Go through the data below and copy it exactly, skipping every picture.

start

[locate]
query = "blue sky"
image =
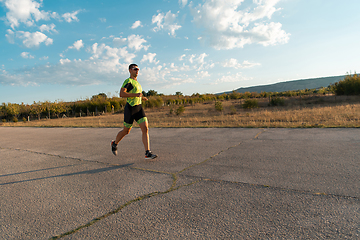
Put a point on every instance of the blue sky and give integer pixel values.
(70, 50)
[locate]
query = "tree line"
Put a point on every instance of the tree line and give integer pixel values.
(101, 104)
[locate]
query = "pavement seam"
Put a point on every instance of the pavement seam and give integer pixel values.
(283, 189)
(140, 198)
(224, 150)
(59, 156)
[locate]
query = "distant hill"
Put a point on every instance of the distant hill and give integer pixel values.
(292, 85)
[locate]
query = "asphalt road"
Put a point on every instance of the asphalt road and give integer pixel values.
(229, 183)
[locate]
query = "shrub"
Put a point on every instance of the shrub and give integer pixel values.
(218, 106)
(276, 101)
(250, 103)
(350, 85)
(180, 110)
(232, 110)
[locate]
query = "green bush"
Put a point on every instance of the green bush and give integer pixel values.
(180, 110)
(250, 103)
(232, 110)
(276, 101)
(218, 106)
(350, 85)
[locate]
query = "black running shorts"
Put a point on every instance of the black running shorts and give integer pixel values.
(133, 113)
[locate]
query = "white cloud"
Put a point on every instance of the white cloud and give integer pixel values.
(70, 17)
(136, 42)
(181, 58)
(33, 39)
(165, 22)
(112, 56)
(63, 61)
(149, 57)
(136, 24)
(77, 45)
(119, 41)
(48, 28)
(24, 11)
(228, 25)
(10, 36)
(26, 55)
(182, 3)
(233, 63)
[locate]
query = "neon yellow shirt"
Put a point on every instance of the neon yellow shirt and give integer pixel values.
(132, 86)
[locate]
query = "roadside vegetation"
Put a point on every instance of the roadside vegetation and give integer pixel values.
(337, 105)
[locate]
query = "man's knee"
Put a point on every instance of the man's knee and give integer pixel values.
(127, 130)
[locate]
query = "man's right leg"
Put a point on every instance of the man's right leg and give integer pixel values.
(119, 137)
(122, 134)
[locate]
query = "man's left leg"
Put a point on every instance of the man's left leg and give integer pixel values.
(144, 126)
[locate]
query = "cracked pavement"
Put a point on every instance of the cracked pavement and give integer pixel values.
(207, 183)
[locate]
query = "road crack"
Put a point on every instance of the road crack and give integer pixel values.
(153, 194)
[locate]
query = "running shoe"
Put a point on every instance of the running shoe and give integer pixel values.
(150, 155)
(114, 147)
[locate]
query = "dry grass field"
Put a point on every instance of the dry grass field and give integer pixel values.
(312, 111)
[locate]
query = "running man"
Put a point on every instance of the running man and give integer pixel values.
(132, 90)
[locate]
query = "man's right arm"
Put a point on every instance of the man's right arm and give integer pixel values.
(125, 94)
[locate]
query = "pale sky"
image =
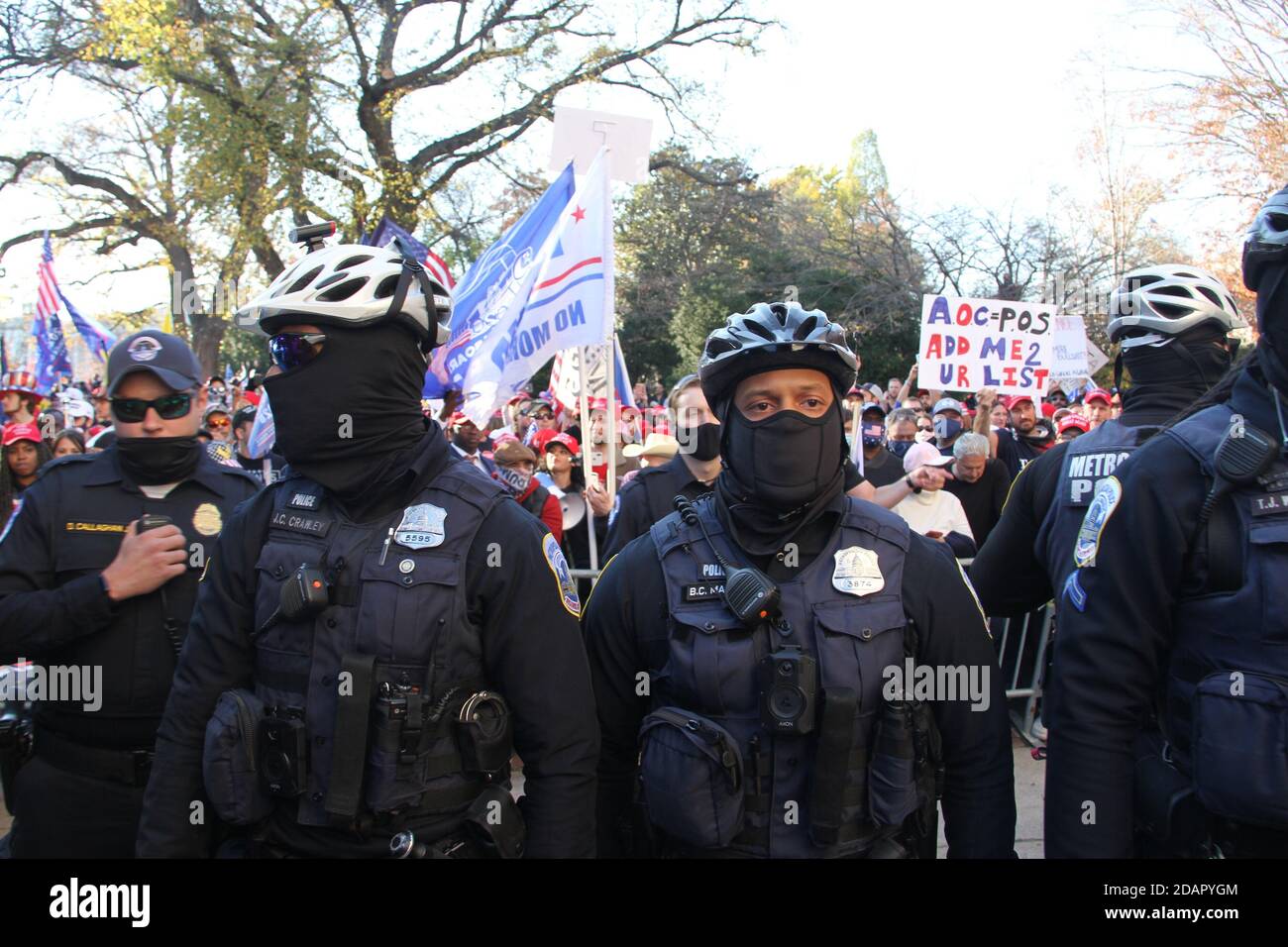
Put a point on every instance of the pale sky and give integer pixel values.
(982, 105)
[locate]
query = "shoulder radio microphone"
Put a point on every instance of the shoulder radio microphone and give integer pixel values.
(748, 592)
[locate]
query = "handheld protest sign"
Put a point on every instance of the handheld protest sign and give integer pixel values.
(967, 344)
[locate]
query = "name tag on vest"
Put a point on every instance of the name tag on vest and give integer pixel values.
(300, 523)
(1269, 504)
(702, 591)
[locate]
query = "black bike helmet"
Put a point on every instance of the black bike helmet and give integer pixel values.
(1266, 243)
(774, 335)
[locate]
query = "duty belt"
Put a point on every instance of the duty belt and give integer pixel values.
(128, 767)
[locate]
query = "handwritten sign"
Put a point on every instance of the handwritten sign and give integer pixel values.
(967, 344)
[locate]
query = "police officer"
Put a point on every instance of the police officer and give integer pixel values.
(1171, 324)
(90, 592)
(1177, 605)
(357, 633)
(763, 728)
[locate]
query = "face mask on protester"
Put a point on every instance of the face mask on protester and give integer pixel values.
(700, 442)
(513, 479)
(945, 427)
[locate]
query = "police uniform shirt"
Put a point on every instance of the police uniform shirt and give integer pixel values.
(532, 654)
(53, 603)
(635, 514)
(626, 634)
(1112, 655)
(1009, 573)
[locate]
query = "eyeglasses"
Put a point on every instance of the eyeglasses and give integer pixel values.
(133, 410)
(292, 350)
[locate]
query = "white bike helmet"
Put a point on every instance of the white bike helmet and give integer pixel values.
(1154, 303)
(353, 285)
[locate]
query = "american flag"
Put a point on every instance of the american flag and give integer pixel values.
(52, 360)
(47, 296)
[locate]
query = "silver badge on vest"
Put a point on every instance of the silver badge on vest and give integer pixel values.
(857, 571)
(421, 526)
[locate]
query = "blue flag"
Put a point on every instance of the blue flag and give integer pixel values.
(97, 338)
(52, 360)
(492, 296)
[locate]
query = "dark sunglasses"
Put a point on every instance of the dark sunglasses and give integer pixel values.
(133, 410)
(292, 350)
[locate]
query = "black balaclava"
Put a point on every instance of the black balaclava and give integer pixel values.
(348, 418)
(780, 474)
(154, 460)
(1167, 379)
(1273, 326)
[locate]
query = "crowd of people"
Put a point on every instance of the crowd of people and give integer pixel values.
(679, 615)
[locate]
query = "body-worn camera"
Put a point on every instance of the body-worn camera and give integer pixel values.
(283, 746)
(789, 680)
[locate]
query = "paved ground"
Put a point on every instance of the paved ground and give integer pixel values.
(1029, 775)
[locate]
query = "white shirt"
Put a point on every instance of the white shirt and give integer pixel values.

end

• [Written reply]:
[locate]
query = "blue sky"
image =
Put a point on every instance of the blue sky and give integer pixel values.
(70, 50)
[locate]
query = "tree line"
Put a point on every instance of the tree line and give integer pixel values.
(101, 104)
[locate]
query = "pavement seam"
Put a point on every instance of the pavement seam and give integer pixel values.
(283, 189)
(140, 198)
(224, 150)
(59, 156)
[locate]
query = "distant hill"
Put a point on every instance of the distant hill and give integer pixel values.
(292, 85)
[locate]
query = "asphalt road"
Put a point on every instance of the asphalt road and give integer pixel values.
(229, 183)
[locate]
query = "shrub"
Put a point on every instance of the shrub and give integer pixel values.
(218, 106)
(276, 101)
(250, 103)
(350, 85)
(180, 110)
(232, 110)
[locate]
query = "green bush"
Put a point on every instance of the green bush and give integer pixel values.
(180, 110)
(250, 103)
(232, 110)
(276, 101)
(218, 106)
(350, 85)
[locate]
query = "black running shorts"
Put a point on every instance of the black running shorts and give integer pixel values.
(133, 113)
[locate]
query = "white cloud"
Put a point on every instance of the white cloud and give integer pixel values.
(70, 17)
(136, 42)
(181, 58)
(33, 39)
(165, 22)
(112, 56)
(63, 61)
(149, 57)
(136, 24)
(77, 45)
(119, 41)
(48, 28)
(24, 11)
(228, 25)
(10, 36)
(26, 55)
(182, 3)
(233, 63)
[locate]
query = "neon yellow shirt"
Put a point on every instance of the neon yellow shirt and give integer pixel values.
(132, 86)
[locate]
query = "roadside vegetation"
Put a point on every instance of the roadside vegetation and give integer pixel values.
(337, 105)
[locate]
query = "man's knee"
Put a point on every instance of the man's knee and give integer pixel values.
(127, 130)
[locate]
query = "man's right leg"
Put a point on every instance of the man's right leg and give integer pixel values.
(119, 137)
(122, 134)
[locate]
query = "man's left leg"
Put a point on every instance of the man's left leg and give integer pixel values.
(144, 126)
[locate]
query = "cracked pavement"
Put a point on every instance of the cracked pavement and give integer pixel values.
(207, 183)
[locate]
query = "road crack"
Put a point on every instance of the road crack and give integer pixel values.
(153, 194)
[locate]
query = "running shoe"
Put a point on every instance of the running shoe and give integer pixel values.
(150, 155)
(114, 147)
[locate]
query = "dry grass field"
Put a point on every instance of the dry grass field and give integer pixel values.
(312, 111)
[locate]
query = "running man"
Put a point on every instance of the running man and give integer pixel values.
(132, 90)
[locate]
query = "man's right arm"
Put a point on every instance of the man's right arm and give integer pixel values.
(125, 94)
[locate]
query = "pale sky"
image =
Put a point on every instance of the pale sky and give integer pixel values.
(982, 105)
[locate]
query = "shoulder radio microphone"
Put a point on every instance of the shoulder radio microphone and give integer pixel values.
(748, 592)
[locate]
query = "handheld protest sign"
Put a point on every instance of the handheld protest sign and give integer pixel values.
(967, 344)
[locate]
query = "name tag on vest"
Put a point on every instance of the name tag on vest and give integer pixel values.
(300, 523)
(1269, 504)
(702, 591)
[locate]
query = "black bike helmet"
Put a point on every instance of the black bike helmet and give integer pixel values.
(1266, 243)
(774, 335)
[locate]
query = "duty belt"
Put a point on every instance of the duty belt and give integer pixel values.
(128, 767)
[locate]
query = "handwritten sign"
Put a point on every instance of the handwritten sign and give integer pixel values.
(967, 344)
[locate]
query = "police officer"
Put a point on every instance of the police officer and give integer pixel values.
(1171, 324)
(90, 592)
(1177, 605)
(357, 633)
(763, 728)
[locate]
query = "face mask on protester"
Put a point on every instance of the face mask on protester and give integer pixel values.
(700, 442)
(513, 479)
(945, 427)
[locate]
query = "police uniform shirt"
Put a point on every instance of the police uniform shirt and give integer pixel values.
(532, 654)
(53, 603)
(635, 514)
(626, 634)
(1112, 655)
(1009, 573)
[locate]
query = "eyeglasses"
Put a point on every instance of the eyeglasses and give integer pixel values.
(133, 410)
(292, 350)
[locate]
query = "white bike helmet"
Put a point on every instance of the white bike helmet and give integer pixel values.
(1154, 303)
(353, 285)
[locate]
query = "american flag"
Put a point on every instance of the american flag and give integer pixel values.
(52, 360)
(47, 296)
[locate]
query = "silver badge on vest"
Put a point on every instance of the silver badge on vest and give integer pixel values.
(857, 571)
(421, 526)
[locate]
query = "blue flag"
Put a point on every instance of the blue flag and give integer pixel values.
(97, 338)
(52, 360)
(492, 296)
[locate]
query = "dark sunglasses"
Put a point on every instance of the dark sunglasses and give integer pixel values.
(133, 410)
(292, 350)
[locate]
query = "black balaclava"
Put a point on every instance of the black balaclava and give integer pixel values.
(348, 418)
(780, 474)
(154, 460)
(1167, 379)
(1273, 326)
[locate]
query = "crowd of people"
Put a point on every instance of the crowd of people and give integer pixel values.
(679, 615)
[locate]
query = "body-worn camera"
Put a point on every instance of the body-worn camera and give integer pixel values.
(283, 746)
(789, 680)
[locate]
query = "paved ground"
Put a point on every instance of the paved ground and give integer pixel values.
(1029, 775)
[locate]
query = "white shirt"
Put a point on every instance of the white shirt and give integer pixel values.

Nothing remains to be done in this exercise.